Additionally, the plants must cover losses from lost ecological services during the damage-remediation period, permanent ecological impairment, and related investigation and assessment costs. However, expecting full financial responsibility from the plants is often impractical, as governments frequently assume these burdens in practice. This underscores the urgent need to establish a national ecological restoration fund system and refine hybrid accountability mechanisms for environmental legal liabilities.
5. Conclusions
A review of the judgments in the Changzhou toxic land case reveals dilemmas in the field of soil pollution liability, including inadequate rules regarding the retroactivity of law and statutes of limitations, as well as unclear prioritization of liability between public and private entities. It thoroughly dissects the jurisprudential theories underlying the Changzhou case and proposes conclusions and policy recommendations from both normative and practical perspectives to construct a pathway for realizing legal liability for soil pollution. Leveraging the opportunity of compiling the Ecological Environment Code, the codified positioning of soil pollution liability should be clarified through three systematic dimensions—the effectiveness system, liability system, and litigation system—thereby promoting coordination between the soil pollution liability sub-chapter and other sub-chapters of the Code. Simultaneously, given the unique nature of soil pollution liability, the principle of non-retroactivity should be optimized and differentiated statute of limitations rules applied, which serve as prerequisites for establishing liability; subsequently, the environmental legal liabilities to be borne by the Xinbei district government and the three chemical factories must be distinguished and substantiated. By reflecting on the normative model versus practical challenges in the Changzhou case, the public-private collaborative mechanism for soil pollution remediation should be refined, with solutions provided across administrative enforcement, supervision and management, and judicial litigation.

*Data shown*
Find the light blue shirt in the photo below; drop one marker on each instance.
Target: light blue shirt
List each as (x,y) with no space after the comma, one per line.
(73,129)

*Problems and tasks*
• 1. Answer each question below from the passage on soil pollution liability. Mark your answers (a), (b), and (c).
(a) Besides related investigation and assessment costs, what losses must the plants cover?
(b) Through which three systematic dimensions should the codified positioning of soil pollution liability be clarified?
(c) Whose environmental legal liabilities must be distinguished and substantiated?
• 2. From the passage on soil pollution liability, list every area in which solutions for refining the public-private collaborative mechanism for soil pollution remediation should be provided.
• 3. Rewrite the paragraph of the passage on soil pollution liability that begins "A review of the judgments in the Changzhou toxic land case" as a bulleted list, keeping its main facts.

*Responses per task*
• 1.
(a) Losses from lost ecological services during the damage-remediation period and from permanent ecological impairment.
(b) The effectiveness system, the liability system, and the litigation system.
(c) The liabilities of the Xinbei district government and the three chemical factories.

• 2.
- Administrative enforcement
- Supervision and management
- Judicial litigation

• 3.
- The judgments in the Changzhou toxic land case reveal dilemmas in soil pollution liability. These include inadequate rules on the retroactivity of law and on statutes of limitations, and unclear prioritization of liability between public and private entities.
- The study dissects the jurisprudential theories behind the case. It offers conclusions and policy recommendations from normative and practical perspectives to build a pathway for realizing legal liability for soil pollution.
- Through the compilation of the Ecological Environment Code, the codified positioning of soil pollution liability should be clarified across the effectiveness, liability, and litigation systems. This would coordinate the soil pollution liability sub-chapter with the Code's other sub-chapters.
- Because of the unique nature of soil pollution liability, the principle of non-retroactivity should be optimized and differentiated statute of limitations rules applied. These are prerequisites for establishing liability.
- The environmental legal liabilities of the Xinbei district government and the three chemical factories must then be distinguished and substantiated.
- The public-private collaborative mechanism for soil pollution remediation should be refined, with solutions in administrative enforcement, supervision and management, and judicial litigation.